--- start of Dataset ---

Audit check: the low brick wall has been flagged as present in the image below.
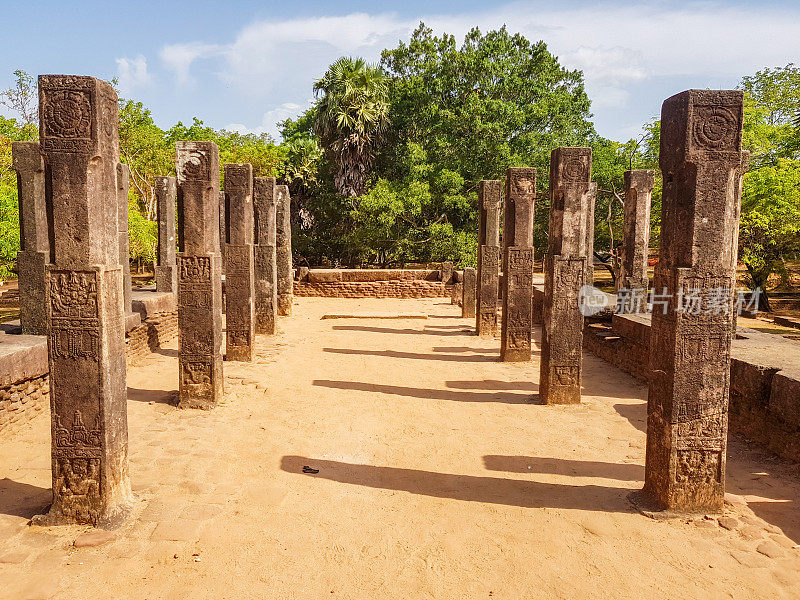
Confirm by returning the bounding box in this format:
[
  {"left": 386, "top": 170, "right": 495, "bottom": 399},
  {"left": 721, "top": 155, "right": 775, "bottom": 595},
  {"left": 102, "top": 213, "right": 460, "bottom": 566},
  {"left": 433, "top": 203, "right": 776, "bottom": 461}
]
[
  {"left": 125, "top": 291, "right": 178, "bottom": 364},
  {"left": 294, "top": 269, "right": 450, "bottom": 298},
  {"left": 0, "top": 291, "right": 178, "bottom": 436},
  {"left": 583, "top": 315, "right": 800, "bottom": 462},
  {"left": 0, "top": 373, "right": 50, "bottom": 434}
]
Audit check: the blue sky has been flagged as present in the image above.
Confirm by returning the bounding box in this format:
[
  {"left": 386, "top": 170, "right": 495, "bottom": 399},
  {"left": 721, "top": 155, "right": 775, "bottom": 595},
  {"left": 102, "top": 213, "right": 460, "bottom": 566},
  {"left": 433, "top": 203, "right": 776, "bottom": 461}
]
[{"left": 0, "top": 0, "right": 800, "bottom": 140}]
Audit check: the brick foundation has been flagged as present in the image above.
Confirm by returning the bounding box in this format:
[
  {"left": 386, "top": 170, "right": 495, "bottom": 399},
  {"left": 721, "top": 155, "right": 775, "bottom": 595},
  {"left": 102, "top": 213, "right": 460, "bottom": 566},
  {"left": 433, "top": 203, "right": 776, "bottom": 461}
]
[
  {"left": 294, "top": 269, "right": 451, "bottom": 298},
  {"left": 0, "top": 291, "right": 178, "bottom": 437}
]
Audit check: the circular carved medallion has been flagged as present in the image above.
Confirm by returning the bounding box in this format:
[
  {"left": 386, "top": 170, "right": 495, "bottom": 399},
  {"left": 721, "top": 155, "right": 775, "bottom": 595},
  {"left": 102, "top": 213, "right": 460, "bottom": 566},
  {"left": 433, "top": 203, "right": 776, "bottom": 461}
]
[
  {"left": 694, "top": 106, "right": 737, "bottom": 149},
  {"left": 45, "top": 90, "right": 92, "bottom": 138}
]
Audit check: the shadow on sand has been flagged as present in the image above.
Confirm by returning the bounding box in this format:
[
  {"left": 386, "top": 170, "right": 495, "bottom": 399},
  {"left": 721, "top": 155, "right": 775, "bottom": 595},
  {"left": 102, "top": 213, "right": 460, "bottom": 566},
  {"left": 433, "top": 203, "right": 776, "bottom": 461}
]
[
  {"left": 281, "top": 456, "right": 635, "bottom": 512},
  {"left": 312, "top": 379, "right": 532, "bottom": 404},
  {"left": 128, "top": 387, "right": 178, "bottom": 406},
  {"left": 0, "top": 477, "right": 53, "bottom": 519}
]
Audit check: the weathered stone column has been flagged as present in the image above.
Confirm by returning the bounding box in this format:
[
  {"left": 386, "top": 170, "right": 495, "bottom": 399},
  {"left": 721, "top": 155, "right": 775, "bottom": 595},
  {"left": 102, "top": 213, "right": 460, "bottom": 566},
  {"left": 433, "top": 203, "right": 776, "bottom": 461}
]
[
  {"left": 33, "top": 75, "right": 131, "bottom": 526},
  {"left": 500, "top": 167, "right": 536, "bottom": 362},
  {"left": 11, "top": 142, "right": 50, "bottom": 335},
  {"left": 154, "top": 177, "right": 178, "bottom": 294},
  {"left": 475, "top": 180, "right": 501, "bottom": 338},
  {"left": 441, "top": 260, "right": 454, "bottom": 285},
  {"left": 461, "top": 267, "right": 477, "bottom": 319},
  {"left": 539, "top": 148, "right": 593, "bottom": 404},
  {"left": 253, "top": 177, "right": 278, "bottom": 335},
  {"left": 225, "top": 164, "right": 256, "bottom": 361},
  {"left": 731, "top": 150, "right": 750, "bottom": 332},
  {"left": 219, "top": 190, "right": 228, "bottom": 264},
  {"left": 584, "top": 181, "right": 597, "bottom": 285},
  {"left": 117, "top": 163, "right": 133, "bottom": 317},
  {"left": 617, "top": 169, "right": 655, "bottom": 313},
  {"left": 640, "top": 90, "right": 743, "bottom": 512},
  {"left": 175, "top": 142, "right": 223, "bottom": 409},
  {"left": 275, "top": 185, "right": 294, "bottom": 317}
]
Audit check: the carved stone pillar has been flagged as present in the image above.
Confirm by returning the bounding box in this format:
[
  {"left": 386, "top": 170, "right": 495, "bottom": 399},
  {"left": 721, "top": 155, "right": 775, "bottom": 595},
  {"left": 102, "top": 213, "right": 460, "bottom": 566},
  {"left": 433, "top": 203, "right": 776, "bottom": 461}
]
[
  {"left": 225, "top": 164, "right": 256, "bottom": 361},
  {"left": 154, "top": 177, "right": 178, "bottom": 294},
  {"left": 539, "top": 148, "right": 594, "bottom": 404},
  {"left": 475, "top": 180, "right": 502, "bottom": 338},
  {"left": 617, "top": 169, "right": 655, "bottom": 313},
  {"left": 275, "top": 185, "right": 294, "bottom": 317},
  {"left": 640, "top": 90, "right": 743, "bottom": 513},
  {"left": 34, "top": 75, "right": 131, "bottom": 526},
  {"left": 175, "top": 142, "right": 223, "bottom": 409},
  {"left": 500, "top": 167, "right": 536, "bottom": 362},
  {"left": 254, "top": 177, "right": 278, "bottom": 335},
  {"left": 11, "top": 142, "right": 50, "bottom": 335}
]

--- end of Dataset ---

**Task statement**
Could you copy all of the records above line for line, without changing a character, and leave the pictures out?

**Solution**
Audit check: the low brick wall has been flagged as present in the image below.
Confirm by returning the bounding box in this format:
[
  {"left": 386, "top": 170, "right": 495, "bottom": 399},
  {"left": 721, "top": 155, "right": 775, "bottom": 595},
  {"left": 102, "top": 213, "right": 460, "bottom": 566},
  {"left": 433, "top": 203, "right": 776, "bottom": 461}
]
[
  {"left": 125, "top": 291, "right": 178, "bottom": 364},
  {"left": 294, "top": 269, "right": 450, "bottom": 298},
  {"left": 0, "top": 291, "right": 178, "bottom": 436},
  {"left": 583, "top": 315, "right": 800, "bottom": 462},
  {"left": 0, "top": 373, "right": 50, "bottom": 434}
]
Audit check: the blue sky has been flagged as present in the image above.
Confirm by returning the bounding box in this format:
[
  {"left": 386, "top": 170, "right": 495, "bottom": 399},
  {"left": 721, "top": 155, "right": 775, "bottom": 595},
  {"left": 102, "top": 213, "right": 460, "bottom": 566},
  {"left": 433, "top": 203, "right": 776, "bottom": 461}
]
[{"left": 0, "top": 0, "right": 800, "bottom": 140}]
Audit check: the brick foundation has been flagged as present in the image above.
Confirm by returning the bounding box in this format:
[
  {"left": 386, "top": 170, "right": 495, "bottom": 399},
  {"left": 721, "top": 155, "right": 775, "bottom": 595},
  {"left": 102, "top": 213, "right": 460, "bottom": 566},
  {"left": 433, "top": 203, "right": 776, "bottom": 461}
]
[
  {"left": 294, "top": 269, "right": 451, "bottom": 298},
  {"left": 0, "top": 291, "right": 178, "bottom": 437}
]
Audit check: the circular carved medallion has been flagged as present in the image above.
Confirm by returning the bounding box in this format:
[
  {"left": 386, "top": 170, "right": 495, "bottom": 399},
  {"left": 721, "top": 155, "right": 775, "bottom": 595},
  {"left": 102, "top": 213, "right": 460, "bottom": 566},
  {"left": 433, "top": 203, "right": 776, "bottom": 461}
]
[
  {"left": 694, "top": 106, "right": 737, "bottom": 149},
  {"left": 45, "top": 90, "right": 92, "bottom": 138}
]
Audit check: the shadow on sand has been flagged as present in the image above.
Confirm by returning the bounding box in this format:
[
  {"left": 386, "top": 170, "right": 495, "bottom": 399},
  {"left": 721, "top": 155, "right": 775, "bottom": 595},
  {"left": 102, "top": 213, "right": 460, "bottom": 566},
  {"left": 433, "top": 203, "right": 776, "bottom": 461}
]
[
  {"left": 281, "top": 456, "right": 635, "bottom": 512},
  {"left": 312, "top": 379, "right": 532, "bottom": 404},
  {"left": 128, "top": 387, "right": 178, "bottom": 406},
  {"left": 0, "top": 477, "right": 53, "bottom": 519}
]
Audit check: the weathered stone column has been flagged as present in the image above.
Confirm by returning the bounding box in this format:
[
  {"left": 386, "top": 170, "right": 495, "bottom": 399},
  {"left": 721, "top": 155, "right": 775, "bottom": 595},
  {"left": 102, "top": 213, "right": 460, "bottom": 566},
  {"left": 433, "top": 203, "right": 776, "bottom": 461}
]
[
  {"left": 33, "top": 75, "right": 131, "bottom": 526},
  {"left": 500, "top": 167, "right": 536, "bottom": 362},
  {"left": 11, "top": 142, "right": 50, "bottom": 335},
  {"left": 154, "top": 177, "right": 178, "bottom": 294},
  {"left": 475, "top": 180, "right": 501, "bottom": 338},
  {"left": 441, "top": 260, "right": 454, "bottom": 285},
  {"left": 461, "top": 267, "right": 477, "bottom": 319},
  {"left": 539, "top": 148, "right": 593, "bottom": 404},
  {"left": 253, "top": 177, "right": 278, "bottom": 335},
  {"left": 225, "top": 164, "right": 256, "bottom": 361},
  {"left": 731, "top": 150, "right": 750, "bottom": 332},
  {"left": 219, "top": 190, "right": 228, "bottom": 264},
  {"left": 584, "top": 181, "right": 597, "bottom": 285},
  {"left": 117, "top": 163, "right": 133, "bottom": 317},
  {"left": 617, "top": 169, "right": 655, "bottom": 313},
  {"left": 640, "top": 90, "right": 743, "bottom": 512},
  {"left": 175, "top": 142, "right": 223, "bottom": 409},
  {"left": 275, "top": 185, "right": 294, "bottom": 317}
]
Audit check: the carved stone pillar has been flagged as present in the image above.
Confirm by returning the bounding box in this format:
[
  {"left": 386, "top": 170, "right": 495, "bottom": 399},
  {"left": 721, "top": 155, "right": 775, "bottom": 595},
  {"left": 102, "top": 213, "right": 460, "bottom": 566},
  {"left": 433, "top": 203, "right": 776, "bottom": 461}
]
[
  {"left": 225, "top": 164, "right": 256, "bottom": 361},
  {"left": 154, "top": 177, "right": 178, "bottom": 294},
  {"left": 539, "top": 148, "right": 594, "bottom": 404},
  {"left": 475, "top": 180, "right": 502, "bottom": 338},
  {"left": 617, "top": 169, "right": 655, "bottom": 313},
  {"left": 275, "top": 185, "right": 294, "bottom": 317},
  {"left": 640, "top": 90, "right": 743, "bottom": 513},
  {"left": 34, "top": 75, "right": 131, "bottom": 526},
  {"left": 175, "top": 142, "right": 223, "bottom": 409},
  {"left": 500, "top": 167, "right": 536, "bottom": 362},
  {"left": 254, "top": 177, "right": 278, "bottom": 335},
  {"left": 11, "top": 142, "right": 50, "bottom": 335}
]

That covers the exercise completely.